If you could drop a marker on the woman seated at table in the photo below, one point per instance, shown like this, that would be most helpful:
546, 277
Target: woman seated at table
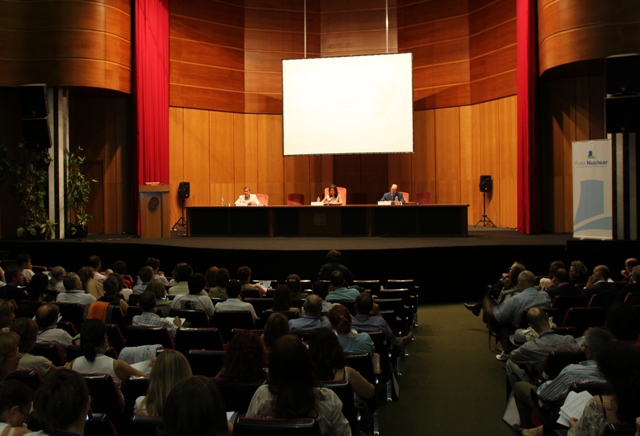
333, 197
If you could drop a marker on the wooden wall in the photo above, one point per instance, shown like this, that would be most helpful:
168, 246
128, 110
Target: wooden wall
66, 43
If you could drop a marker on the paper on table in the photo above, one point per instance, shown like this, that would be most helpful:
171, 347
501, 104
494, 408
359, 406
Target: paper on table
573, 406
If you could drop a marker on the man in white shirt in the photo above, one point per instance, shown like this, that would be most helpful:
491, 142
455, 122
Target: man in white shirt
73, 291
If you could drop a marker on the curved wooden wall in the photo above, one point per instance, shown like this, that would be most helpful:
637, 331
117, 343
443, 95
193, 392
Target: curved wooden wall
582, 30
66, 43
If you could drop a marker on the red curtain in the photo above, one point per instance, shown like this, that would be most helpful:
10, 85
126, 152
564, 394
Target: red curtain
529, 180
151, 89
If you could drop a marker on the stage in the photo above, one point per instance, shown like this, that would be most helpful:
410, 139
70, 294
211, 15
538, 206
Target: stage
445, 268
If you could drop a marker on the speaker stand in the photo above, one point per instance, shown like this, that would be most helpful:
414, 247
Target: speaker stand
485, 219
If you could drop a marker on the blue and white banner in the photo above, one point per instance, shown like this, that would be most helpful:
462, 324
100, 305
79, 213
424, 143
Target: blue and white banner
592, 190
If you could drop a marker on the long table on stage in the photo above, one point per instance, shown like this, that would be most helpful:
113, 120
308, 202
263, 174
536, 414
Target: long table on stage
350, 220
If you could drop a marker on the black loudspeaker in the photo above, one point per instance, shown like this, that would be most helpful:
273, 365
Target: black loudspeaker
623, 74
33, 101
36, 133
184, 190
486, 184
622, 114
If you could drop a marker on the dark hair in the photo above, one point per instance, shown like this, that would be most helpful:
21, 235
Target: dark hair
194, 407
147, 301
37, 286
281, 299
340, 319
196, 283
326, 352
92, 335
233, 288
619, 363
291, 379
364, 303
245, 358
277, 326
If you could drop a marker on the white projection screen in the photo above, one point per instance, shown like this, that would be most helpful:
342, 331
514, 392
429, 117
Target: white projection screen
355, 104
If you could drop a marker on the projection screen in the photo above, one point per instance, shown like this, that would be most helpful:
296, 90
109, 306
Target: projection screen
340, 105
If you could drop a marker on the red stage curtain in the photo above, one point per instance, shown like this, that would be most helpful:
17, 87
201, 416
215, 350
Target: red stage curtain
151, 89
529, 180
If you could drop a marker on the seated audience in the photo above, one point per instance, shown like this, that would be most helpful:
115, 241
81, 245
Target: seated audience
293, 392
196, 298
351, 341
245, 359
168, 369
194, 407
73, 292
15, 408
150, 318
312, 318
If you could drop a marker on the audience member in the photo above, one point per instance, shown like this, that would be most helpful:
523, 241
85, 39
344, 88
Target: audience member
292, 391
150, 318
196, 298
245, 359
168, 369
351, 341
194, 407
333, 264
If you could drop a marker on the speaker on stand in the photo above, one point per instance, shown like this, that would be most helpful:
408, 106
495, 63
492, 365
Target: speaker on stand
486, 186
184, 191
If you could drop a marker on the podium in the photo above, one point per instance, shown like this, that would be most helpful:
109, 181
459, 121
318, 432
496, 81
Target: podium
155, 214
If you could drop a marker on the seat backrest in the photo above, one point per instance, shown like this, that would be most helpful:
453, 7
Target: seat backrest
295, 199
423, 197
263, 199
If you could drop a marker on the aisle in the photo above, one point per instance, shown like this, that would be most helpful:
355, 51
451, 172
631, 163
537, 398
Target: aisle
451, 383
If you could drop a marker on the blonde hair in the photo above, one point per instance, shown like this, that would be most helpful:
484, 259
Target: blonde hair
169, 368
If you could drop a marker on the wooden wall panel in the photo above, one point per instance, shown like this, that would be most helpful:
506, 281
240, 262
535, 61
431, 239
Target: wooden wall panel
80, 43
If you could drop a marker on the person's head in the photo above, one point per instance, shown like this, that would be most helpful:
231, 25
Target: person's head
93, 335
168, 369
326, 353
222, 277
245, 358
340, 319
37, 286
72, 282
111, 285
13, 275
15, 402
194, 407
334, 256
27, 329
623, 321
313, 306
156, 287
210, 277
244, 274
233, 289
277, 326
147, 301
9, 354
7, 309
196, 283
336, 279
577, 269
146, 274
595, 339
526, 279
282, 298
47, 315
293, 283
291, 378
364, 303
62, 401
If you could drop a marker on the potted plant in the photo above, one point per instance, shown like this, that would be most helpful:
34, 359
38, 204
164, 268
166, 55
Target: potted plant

----------------------------------------

PROBLEM DESCRIPTION >> If a line of the records above holds the word "plant", show it.

ANSWER SPACE >>
If you could drop a marker on the potted plant in the photo above, one point per instance, shown like this, that would be most helpful:
Target: potted plant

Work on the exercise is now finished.